# To-do list
**a)** For the thread on floor(x/ln(x)), answer each of these:
(i) What upper bound on a(n) does the writer call trivial to prove?
(ii) Up to about how far did checking by hand go without turning up a counterexample?
(iii) Up to roughly what value of n does the writer think a list of factorizations should not be too hard to make?
**b)** In the thread, write out the part that opens with the words containing "[Andrew Plewe]" and closes with "without a counterexample.", changing "suspect" to "believe".
--- start Document excerpt ---
Question about a function: floor(x/ln(x))

[Andrew Plewe]

On Dec 3, 2007 5:34 PM, Andrew Plewe <aplewe at sbcglobal.net> wrote:
> http://www.research.att.com/~njas/sequences/?q=id%3aA066023%7cid%3aA000578&p
> =1&n=10&fmt=0
> (aside from the first couple of terms, will these sequences ever differ?)

I strongly suspect they will.  It's trivial to prove that a(n) <= n^3
-- it's just that n^21 + 1 is divisible by n^7 + 1 -- but proving that
no smaller number of the form k^7 + 1 will be divisible by n^7 + 1
seems difficult, and in fact seems probably false, but checking by
hand up to a few tens of thousands leaves me without a counterexample.
 Does anyone have a big list somewhere like "prime factorizations of
numbers of the form n^7 + 1"?  I suppose making one up to n = 10^6 or
so shouldn't be too hard.  Would I find a counterexample by brute
force there?  Or is there something cleverer involving properties of n
and how they relate to the prime factorization of n^7 + 1?  Hm, n^7 =
-1 (mod p), so n^14 = 1 (mod p), so I suppose I should be looking at
values of p-1 that are multiples of 14, and therefore values of n that
avoid ... argh, I don't know enough number theory to pursue this
argument any farther.

Anyone have some advice for me?

> http://www.research.att.com/~njas/sequences/?q=id:A061557|id:A000782&fmt=0
> (a couple of terms differ at the beginning)
--- end Document excerpt ---
--- start Dataset extract ---
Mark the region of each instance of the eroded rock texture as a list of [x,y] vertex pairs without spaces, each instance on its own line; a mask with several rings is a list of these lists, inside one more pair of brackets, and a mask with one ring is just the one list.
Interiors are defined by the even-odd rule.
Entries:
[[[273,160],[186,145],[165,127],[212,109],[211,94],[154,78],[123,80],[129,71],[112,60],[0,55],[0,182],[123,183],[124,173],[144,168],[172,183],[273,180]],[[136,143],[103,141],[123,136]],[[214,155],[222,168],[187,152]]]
--- end Dataset extract ---
# Answers to each task
**a)**
(i) a(n) <= n^3
(ii) A few tens of thousands
(iii) n = 10^6 or so

**b)**
[Andrew Plewe]

On Dec 3, 2007 5:34 PM, Andrew Plewe <aplewe at sbcglobal.net> wrote:
> http://www.research.att.com/~njas/sequences/?q=id%3aA066023%7cid%3aA000578&p
> =1&n=10&fmt=0
> (aside from the first couple of terms, will these sequences ever differ?)

I strongly believe they will.  It's trivial to prove that a(n) <= n^3
-- it's just that n^21 + 1 is divisible by n^7 + 1 -- but proving that
no smaller number of the form k^7 + 1 will be divisible by n^7 + 1
seems difficult, and in fact seems probably false, but checking by
hand up to a few tens of thousands leaves me without a counterexample.